**What to produce**
Each record below should be output verbatim, without pictures.

**Input**
-*-

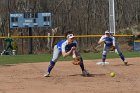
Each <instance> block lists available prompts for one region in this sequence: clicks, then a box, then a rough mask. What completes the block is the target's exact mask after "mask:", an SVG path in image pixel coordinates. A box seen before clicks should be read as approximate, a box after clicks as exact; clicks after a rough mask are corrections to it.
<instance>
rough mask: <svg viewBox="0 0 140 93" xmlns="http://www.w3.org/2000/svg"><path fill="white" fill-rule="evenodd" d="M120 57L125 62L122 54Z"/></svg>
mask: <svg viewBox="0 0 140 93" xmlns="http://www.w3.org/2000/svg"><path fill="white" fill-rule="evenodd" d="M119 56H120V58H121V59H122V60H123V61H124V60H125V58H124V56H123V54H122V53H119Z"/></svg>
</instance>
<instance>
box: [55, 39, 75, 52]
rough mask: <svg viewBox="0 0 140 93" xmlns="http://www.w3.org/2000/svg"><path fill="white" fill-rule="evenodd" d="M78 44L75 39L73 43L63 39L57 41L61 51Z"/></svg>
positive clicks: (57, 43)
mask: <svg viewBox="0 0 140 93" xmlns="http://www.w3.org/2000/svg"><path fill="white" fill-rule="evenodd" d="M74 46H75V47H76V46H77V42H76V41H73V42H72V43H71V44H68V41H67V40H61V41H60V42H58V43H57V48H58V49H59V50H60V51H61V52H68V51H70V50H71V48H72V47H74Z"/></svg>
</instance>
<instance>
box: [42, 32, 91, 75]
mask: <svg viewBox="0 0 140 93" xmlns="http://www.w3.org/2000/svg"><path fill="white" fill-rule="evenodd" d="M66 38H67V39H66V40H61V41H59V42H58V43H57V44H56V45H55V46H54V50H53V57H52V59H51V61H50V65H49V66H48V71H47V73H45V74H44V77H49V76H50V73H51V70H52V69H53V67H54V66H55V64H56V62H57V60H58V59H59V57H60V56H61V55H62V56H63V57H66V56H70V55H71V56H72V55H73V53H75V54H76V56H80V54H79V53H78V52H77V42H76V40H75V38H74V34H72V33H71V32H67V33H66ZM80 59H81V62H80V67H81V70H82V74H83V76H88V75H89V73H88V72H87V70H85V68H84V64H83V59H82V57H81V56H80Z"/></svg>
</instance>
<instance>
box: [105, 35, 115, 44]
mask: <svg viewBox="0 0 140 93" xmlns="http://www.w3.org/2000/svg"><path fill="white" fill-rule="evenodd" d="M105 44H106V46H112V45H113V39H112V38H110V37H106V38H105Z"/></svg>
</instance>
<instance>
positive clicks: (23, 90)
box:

-*-

**Exercise response**
Each <instance> block lists available prompts for one region in this sequence: clicks, then a box, then a rough mask. What completes the block is the target's exact mask after "mask:", an SVG path in image pixel coordinates. A box seen before clicks should be read as approximate, a box after clicks as exact; clicks after a rough mask are corrections to it.
<instance>
rough mask: <svg viewBox="0 0 140 93" xmlns="http://www.w3.org/2000/svg"><path fill="white" fill-rule="evenodd" d="M120 57L125 62L122 54Z"/></svg>
mask: <svg viewBox="0 0 140 93" xmlns="http://www.w3.org/2000/svg"><path fill="white" fill-rule="evenodd" d="M119 56H120V58H121V59H122V60H123V61H124V60H125V58H124V56H123V54H122V53H119Z"/></svg>
</instance>
<instance>
box: [55, 39, 75, 52]
rough mask: <svg viewBox="0 0 140 93" xmlns="http://www.w3.org/2000/svg"><path fill="white" fill-rule="evenodd" d="M78 44L75 39L73 43L63 39L57 41L61 51Z"/></svg>
positive clicks: (57, 43)
mask: <svg viewBox="0 0 140 93" xmlns="http://www.w3.org/2000/svg"><path fill="white" fill-rule="evenodd" d="M74 46H75V47H76V46H77V42H76V41H73V42H72V43H71V44H68V41H67V40H61V41H60V42H58V43H57V48H58V49H59V50H60V51H61V52H68V51H70V50H71V48H72V47H74Z"/></svg>
</instance>
<instance>
box: [42, 32, 91, 75]
mask: <svg viewBox="0 0 140 93" xmlns="http://www.w3.org/2000/svg"><path fill="white" fill-rule="evenodd" d="M66 38H67V39H66V40H61V41H59V42H58V43H57V44H56V45H55V46H54V50H53V57H52V59H51V61H50V65H49V66H48V71H47V73H45V74H44V77H49V76H50V73H51V70H52V69H53V67H54V66H55V64H56V62H57V60H58V59H59V57H60V56H61V55H62V56H63V57H66V56H70V55H71V56H72V55H73V53H75V54H76V56H80V54H79V53H78V52H77V42H76V40H75V38H74V34H72V33H71V32H67V33H66ZM80 59H81V62H80V67H81V70H82V74H83V76H88V75H89V73H88V72H87V70H85V68H84V64H83V59H82V57H81V56H80Z"/></svg>
</instance>
<instance>
box: [105, 35, 115, 44]
mask: <svg viewBox="0 0 140 93" xmlns="http://www.w3.org/2000/svg"><path fill="white" fill-rule="evenodd" d="M105 44H106V46H112V45H113V39H112V38H110V37H106V38H105Z"/></svg>
</instance>
<instance>
positive clicks: (23, 90)
box:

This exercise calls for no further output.